WHAT TO PRODUCE = Please copy every one of the records below exactly, leaving the pictures out of your copy.

** Start **

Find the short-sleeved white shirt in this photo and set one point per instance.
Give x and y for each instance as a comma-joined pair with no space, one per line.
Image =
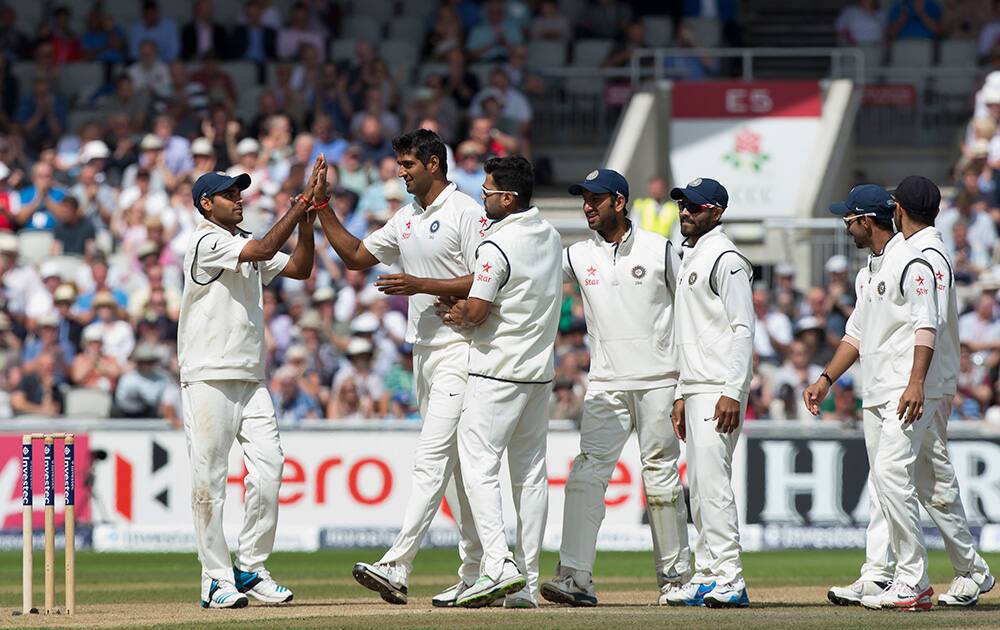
221,329
438,242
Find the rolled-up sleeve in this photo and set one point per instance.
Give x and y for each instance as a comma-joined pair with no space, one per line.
733,278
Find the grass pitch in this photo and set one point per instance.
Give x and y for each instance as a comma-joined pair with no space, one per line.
787,590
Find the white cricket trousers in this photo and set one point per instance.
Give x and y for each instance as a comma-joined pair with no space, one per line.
937,490
892,460
713,505
608,419
441,374
513,417
216,413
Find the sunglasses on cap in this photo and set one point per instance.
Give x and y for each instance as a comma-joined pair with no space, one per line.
694,208
854,217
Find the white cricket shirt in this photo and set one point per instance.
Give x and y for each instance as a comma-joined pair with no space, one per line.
628,300
897,296
220,334
714,319
518,270
439,242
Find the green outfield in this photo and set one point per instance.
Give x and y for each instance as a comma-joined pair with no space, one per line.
787,590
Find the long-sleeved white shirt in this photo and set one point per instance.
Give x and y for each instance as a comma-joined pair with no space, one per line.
714,318
628,290
942,376
438,241
517,269
896,298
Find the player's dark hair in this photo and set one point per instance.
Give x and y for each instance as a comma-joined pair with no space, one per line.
884,224
424,145
923,218
513,173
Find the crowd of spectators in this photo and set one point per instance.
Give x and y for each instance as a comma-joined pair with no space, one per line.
95,217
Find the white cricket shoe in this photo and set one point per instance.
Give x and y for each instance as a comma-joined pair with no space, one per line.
388,580
520,599
261,586
730,595
963,592
668,590
688,594
486,590
448,597
985,581
851,595
221,594
901,597
574,588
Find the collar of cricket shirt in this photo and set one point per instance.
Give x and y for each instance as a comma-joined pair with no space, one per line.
713,233
438,201
530,213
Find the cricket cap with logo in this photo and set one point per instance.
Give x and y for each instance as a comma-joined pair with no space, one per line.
866,198
919,195
213,183
703,190
603,180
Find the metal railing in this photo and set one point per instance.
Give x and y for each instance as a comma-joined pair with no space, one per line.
901,106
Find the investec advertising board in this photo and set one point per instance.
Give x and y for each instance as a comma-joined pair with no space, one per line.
797,485
756,138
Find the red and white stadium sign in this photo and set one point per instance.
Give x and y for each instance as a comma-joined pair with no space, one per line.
756,138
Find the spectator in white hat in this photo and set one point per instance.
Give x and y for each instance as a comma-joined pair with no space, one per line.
291,403
371,390
153,161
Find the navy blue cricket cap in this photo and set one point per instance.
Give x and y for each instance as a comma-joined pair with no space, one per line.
213,183
603,180
703,190
866,198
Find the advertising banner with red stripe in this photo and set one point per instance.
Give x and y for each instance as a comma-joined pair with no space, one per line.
11,482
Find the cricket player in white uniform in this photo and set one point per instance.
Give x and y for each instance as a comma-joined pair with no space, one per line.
918,200
627,277
220,345
434,240
713,335
892,330
514,308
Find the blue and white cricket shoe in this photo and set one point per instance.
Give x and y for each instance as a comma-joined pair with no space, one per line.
690,594
221,594
732,595
259,585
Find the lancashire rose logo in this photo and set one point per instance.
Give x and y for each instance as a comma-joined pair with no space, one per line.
747,152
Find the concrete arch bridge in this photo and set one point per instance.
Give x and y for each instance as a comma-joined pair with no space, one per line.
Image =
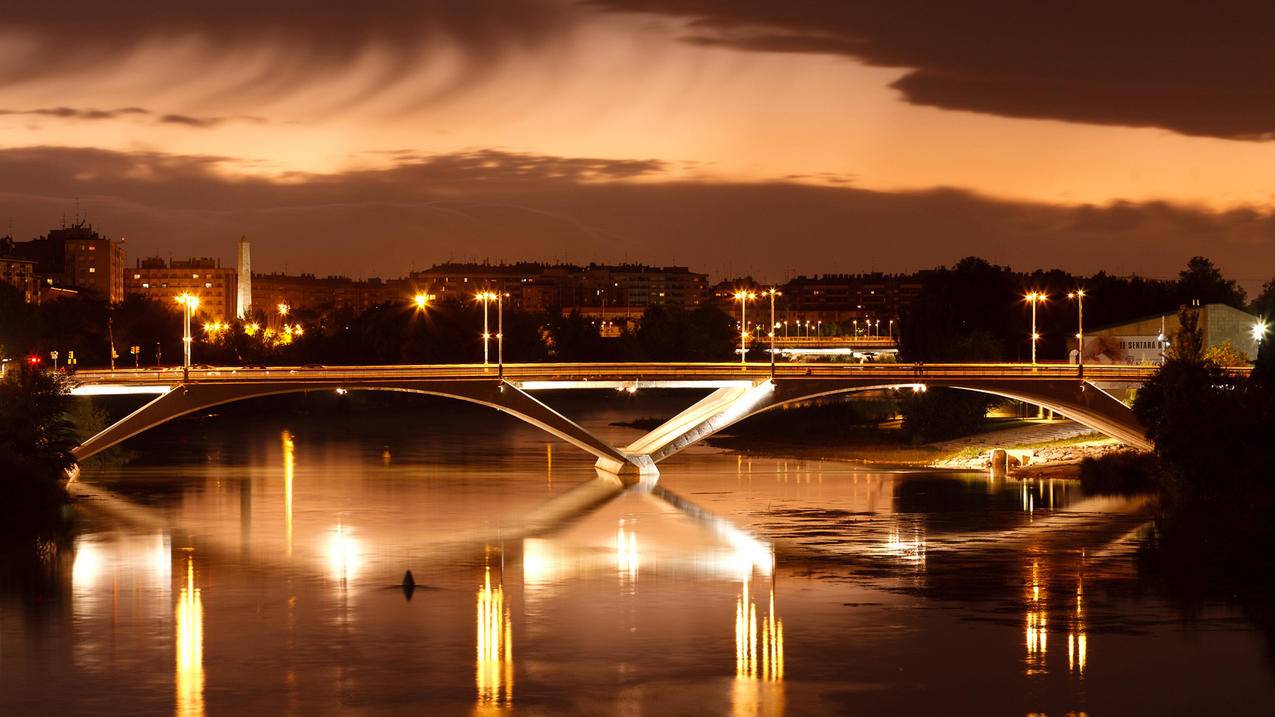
736,392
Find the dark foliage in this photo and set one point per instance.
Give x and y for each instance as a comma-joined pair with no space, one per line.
36,438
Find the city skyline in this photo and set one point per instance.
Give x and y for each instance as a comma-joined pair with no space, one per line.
705,134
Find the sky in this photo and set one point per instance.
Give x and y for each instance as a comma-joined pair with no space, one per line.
738,137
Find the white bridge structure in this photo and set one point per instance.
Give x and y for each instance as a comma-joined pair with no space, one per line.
733,393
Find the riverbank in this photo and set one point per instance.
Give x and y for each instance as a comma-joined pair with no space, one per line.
1039,448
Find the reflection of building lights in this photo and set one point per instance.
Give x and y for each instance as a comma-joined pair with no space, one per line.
1037,624
749,650
286,438
344,555
1078,639
190,646
494,646
87,565
626,553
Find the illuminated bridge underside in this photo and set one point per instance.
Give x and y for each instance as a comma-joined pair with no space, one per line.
193,397
736,394
1079,401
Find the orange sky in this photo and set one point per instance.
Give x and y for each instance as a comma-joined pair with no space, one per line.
598,84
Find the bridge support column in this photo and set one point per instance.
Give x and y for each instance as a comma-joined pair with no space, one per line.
705,417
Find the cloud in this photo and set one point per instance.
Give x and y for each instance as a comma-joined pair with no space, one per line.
1191,68
78,114
509,206
124,112
282,45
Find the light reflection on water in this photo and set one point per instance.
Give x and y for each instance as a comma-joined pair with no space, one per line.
738,586
190,646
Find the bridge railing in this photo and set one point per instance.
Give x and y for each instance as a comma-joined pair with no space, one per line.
899,373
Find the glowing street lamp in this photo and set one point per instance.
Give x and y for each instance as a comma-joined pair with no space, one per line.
773,292
486,297
1260,329
1079,295
500,333
189,303
1034,299
743,297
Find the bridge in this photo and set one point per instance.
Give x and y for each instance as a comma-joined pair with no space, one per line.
736,392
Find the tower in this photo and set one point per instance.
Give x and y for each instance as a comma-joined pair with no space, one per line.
245,280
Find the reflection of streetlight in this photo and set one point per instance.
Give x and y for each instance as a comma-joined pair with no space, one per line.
494,644
743,297
1034,299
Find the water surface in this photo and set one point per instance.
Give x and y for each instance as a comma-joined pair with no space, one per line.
256,568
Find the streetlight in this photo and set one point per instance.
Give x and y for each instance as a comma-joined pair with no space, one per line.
1079,295
773,292
500,332
743,297
1260,329
1033,299
189,303
486,297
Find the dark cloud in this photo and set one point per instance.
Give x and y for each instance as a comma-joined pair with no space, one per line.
78,114
292,41
497,204
1194,68
123,112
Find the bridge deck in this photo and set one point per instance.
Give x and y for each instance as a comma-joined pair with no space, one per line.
721,374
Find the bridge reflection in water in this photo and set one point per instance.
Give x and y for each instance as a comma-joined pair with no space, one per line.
494,644
190,646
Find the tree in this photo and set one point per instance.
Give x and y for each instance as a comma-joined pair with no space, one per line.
1201,281
1265,303
36,434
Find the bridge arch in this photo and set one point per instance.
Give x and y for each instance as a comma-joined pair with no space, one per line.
1076,399
501,396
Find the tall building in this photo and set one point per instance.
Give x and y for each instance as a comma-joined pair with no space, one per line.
324,294
163,281
244,296
77,258
18,272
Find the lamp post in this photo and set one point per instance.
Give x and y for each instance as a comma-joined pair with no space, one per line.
189,303
1034,299
1079,295
743,297
486,297
500,332
773,292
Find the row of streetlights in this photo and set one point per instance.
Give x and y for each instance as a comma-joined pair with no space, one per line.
1035,297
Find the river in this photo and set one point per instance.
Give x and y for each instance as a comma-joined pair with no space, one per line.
251,563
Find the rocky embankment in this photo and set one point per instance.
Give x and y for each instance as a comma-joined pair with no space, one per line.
1044,448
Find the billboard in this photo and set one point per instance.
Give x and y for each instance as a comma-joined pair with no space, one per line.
1130,350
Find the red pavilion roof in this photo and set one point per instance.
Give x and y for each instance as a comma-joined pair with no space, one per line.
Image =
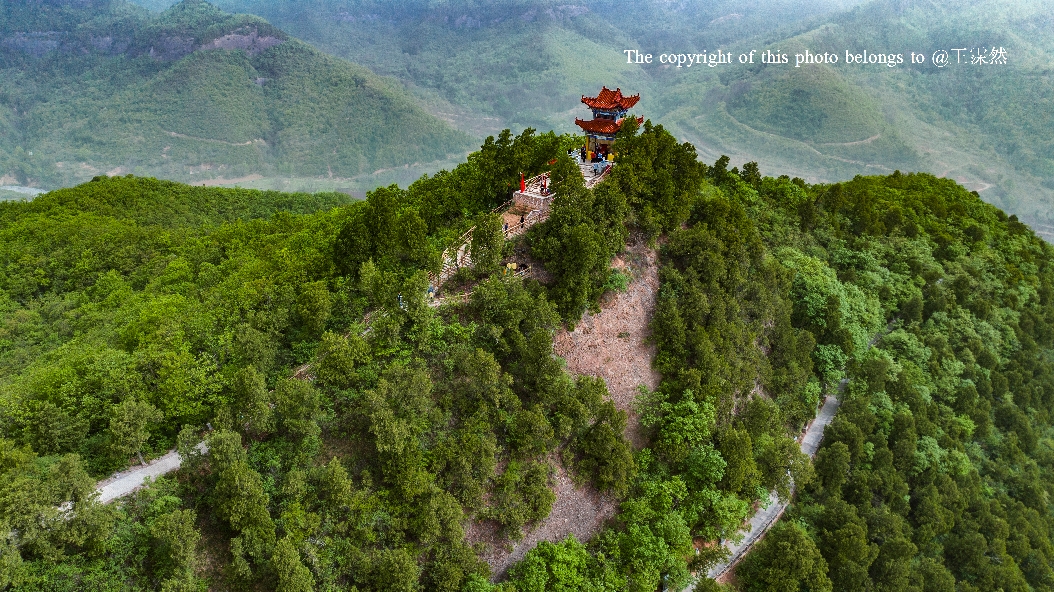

** End **

RESPONSE BELOW =
Find the short-sleeved white shirt in this photo and set one point per instance.
Give x and y for each instance as a comma-joined pair with no space, one per line.
Image =
221,329
438,242
Find the rolled-up sleeve in this photo and set one point per instance.
Give x and y for each instance as a comma-joined pair with no space, one per line.
733,278
Find the grass pitch in this photo and set one point per instance.
Give x and y for each instance as a comma-joined pair with no space, one per line.
787,590
Find the white cricket trousers in this photo and set one point per instance.
Give x and y for each instance as a comma-joined pair with no space, one per line.
937,490
892,460
713,505
608,419
441,374
513,417
216,413
Find the sunglasses on cap in this photo and set one point per instance.
Give x and y for each instance as a comma-joined pair with no space, one per line.
694,208
854,217
Find the white cricket shirt in this photo and set one point per instance.
Give x and y for each instance as a comma-joined pair with no space, one per line.
628,300
897,296
220,334
714,319
518,270
439,242
Find the green outfield in this photo and set one point per instance.
Give x and y for each instance as a comma-joined pair with no space, one per line.
787,590
Find the long-sleeved white shirt in this photo and set one point per instance.
Give x and y for each instance as a comma-joined pair with no space, one per line.
714,318
628,290
942,376
438,241
517,269
896,298
Find the player's dark hair in this photo and set one point per instance.
Give x and y for each instance as a comma-joined pair with no space, one per line.
884,224
424,145
923,218
513,173
Find the crowd of spectators in this photo and set one point per instance.
Give x and y for each instance as a comma-joined pair with no space, one per line.
95,217
Find the white cricket shoe in this photo and set one point per instance.
Give x and y for each instance as a comma-joined pair with no space, one per line.
388,580
520,599
261,586
730,595
963,592
668,590
688,594
486,590
448,597
985,581
851,595
221,594
901,597
574,588
Find the collar of cricket shirt in this photo and set one point per instance.
Give x and y for each instance as a comma-joined pair with no space, one per line.
713,233
438,201
530,213
Find the cricket cap with logo in this photo and set one point per instance.
Give x and y for each instance as a comma-joined pair with no space, one per line.
866,198
919,195
213,183
703,190
603,180
Find the metal railing in this photo and set one point per instance.
Give x and y for each instance as a comma-joined pair with no space, one per line.
901,106
Find the investec advertising board in this photo and set one point per instance.
Give x and y for each instance as a comma-joined pair with no space, one per line.
797,485
756,138
Find the red and white stadium sign in this photo and set one point per instance.
Give x and y for each instance as a comma-joined pair with no space, one per line.
756,138
Find the spectator in white hat in this photo and set one point per instance.
Give x and y for each instance as a comma-joined pair with no space, one per line.
291,403
371,390
153,161
Find the navy blue cricket cap in this photo and set one point per instance.
Give x and y for each instance as a comma-joined pair with no space, one per line.
213,183
603,180
703,190
866,198
Find the advertising banner with red stripe in this photo and set one point per instance.
Give x and y for each instance as a comma-joined pair with no space, one per line.
11,482
Find the cricket player in white uniform in this photo and set one point per instance.
Give x and y for each instance as a comma-joined pair with no space, one per line.
918,200
627,277
220,345
434,240
713,335
892,330
514,308
Find the blue and white cricket shoe in this photo and set one point per instance.
Give x and y for each instance as a comma-joined pair with no space, one per line.
690,594
221,594
732,595
259,585
Find the lancashire rose logo in this photo and set one point per instance.
Give x and y for each instance as a comma-joined pair with no space, one per line.
747,152
Find the concrete arch bridge in this photo and set one point per instance.
Give x and y for each instance as a comma-joined pair with no space, one per line.
Image =
736,392
Find the dark foliage in this photo and set one point per instance.
Give x and y for each instance as a comma-joined pair with no space, one per line.
36,438
Find the city skyline in this photo and set one point per instance.
Give x and y for each instance as a comma-joined pair with no space, one per line.
705,134
Find the sky in this photo and set one point per instance.
Give x and y for each instance as a comma-joined pair with no space, one per line.
738,137
Find the white bridge structure in this photo and set one point per instance.
Give x and y for each instance as a comma-joined pair with no space, one per line.
733,393
Find the riverbank in this photo and set one point per instance.
Give x and y for each instance as a comma-joined pair with no space, one per line.
1039,448
Find the reflection of building lights in this photo and set one point per instance.
Give x and y for each instance as a comma-joined pair with no space, one per line.
1037,624
749,650
286,438
344,555
1078,639
190,646
494,646
87,565
626,553
Find the illuminated bridge underside in this photo and set one point per instance.
Give x and y for each instance as a comma-joined pair with no space, one per line.
193,397
736,394
1079,401
Find the orange sky in this photo and set one point per instance.
Give x and y for each instance as a comma-joined pair with no space, one per line.
598,84
Find the bridge support column in this photo and set one point per instance.
Give x and y for each instance as a comma-joined pair with no space, one per line.
705,417
Find the cloud in this photo and set one point per instance.
Give x and y for each instance as a comma-joined pair with no space, one per line.
1191,68
78,114
509,206
124,112
282,45
Find the light reflection on water in this photo and set one point per instance.
Give x and y for each instance as a comma-joined pair with no space, one per line.
738,586
190,646
Find the bridge railing in this photo and set one point per instance.
Give x and y for each instance as a comma-joined pair with no space, one per line.
899,373
Find the glowing street lamp in this photo and set one point per instance.
Give x and y for each instance as a comma-joined pair with no space, one per line.
773,292
486,297
1260,329
1079,295
500,333
189,303
1034,299
743,297
Find the bridge in this photo and set one point per instance.
Give x and y for each instance as a comma-joined pair with no space, one per line.
736,392
Find the tower in this photo and set one point per instance.
Give x and y for each instance as a comma-joined pair with no space, one per line.
245,280
Find the reflection of streetlight in this photo and set one point per instance.
Give x and y for each instance as a comma-joined pair with no space, one per line.
494,644
743,297
1034,299
Find the water surface in this photo and set one point per instance.
Give x and y for each instance as a comma-joined pair with no space, one per line.
256,568
Find the streetlight in this photo and set one point per instance.
Give x and y for each instance as a comma-joined pair with no space, one per line.
1079,295
773,292
500,332
743,297
1260,329
1033,299
189,303
486,297
Find the dark cloud in this photo and set one point per instance.
Give x and y for each instance as a comma-joined pair with no space, one per line.
78,114
292,41
497,204
1194,68
123,112
Find the bridge deck in this photo and set one point per instance.
Give x and y for each instance as a comma-joined pair with no space, one per line.
721,374
Find the bridge reflection in water in this photo and set one point per instance.
Give x and y for each instance as a comma-joined pair with no space, one per line.
494,644
190,646
Find the tree in this photo and set one point per instance.
Give x and y for each instance as a comma-joined pair with no space, one per line.
1201,281
1265,303
36,434
Find the bridge arch in this photo and set one point per instance.
Give x and y for each instance as a comma-joined pair with no space, one per line.
1076,399
501,396
Find the tall building in this photo and set one point per instance.
Give x and y for each instance as a comma-joined pair with no space, one per line.
324,294
163,281
244,296
77,258
18,272
Find the lamp post in this photo and set one point per instance.
Give x and y for each instance as a comma-joined pair with no space, one per line.
189,303
1034,299
1079,295
743,297
486,297
500,332
773,292
Find the row of streetlights in this photo and set one point per instance.
Give x and y for each instance as a comma-joined pair with no space, one per line.
1035,297
Find the river in this photo and set one point per instance.
Give x and y for each instance as a comma-joined pair with no space, one per line.
251,563
Find the rocky embankment in this photo and set one point per instance.
Give x and y for each instance as a comma-joined pair with no space, one per line.
1044,448
Find the billboard in this photo and set one point per instance.
Give x and y for each instance as a comma-joined pair with no space, one per line.
1130,350
Find the red pavilion roof in this photo and set one point per instance.
Give x and y for each instance as a comma-joined pair with no space, one per line.
Image =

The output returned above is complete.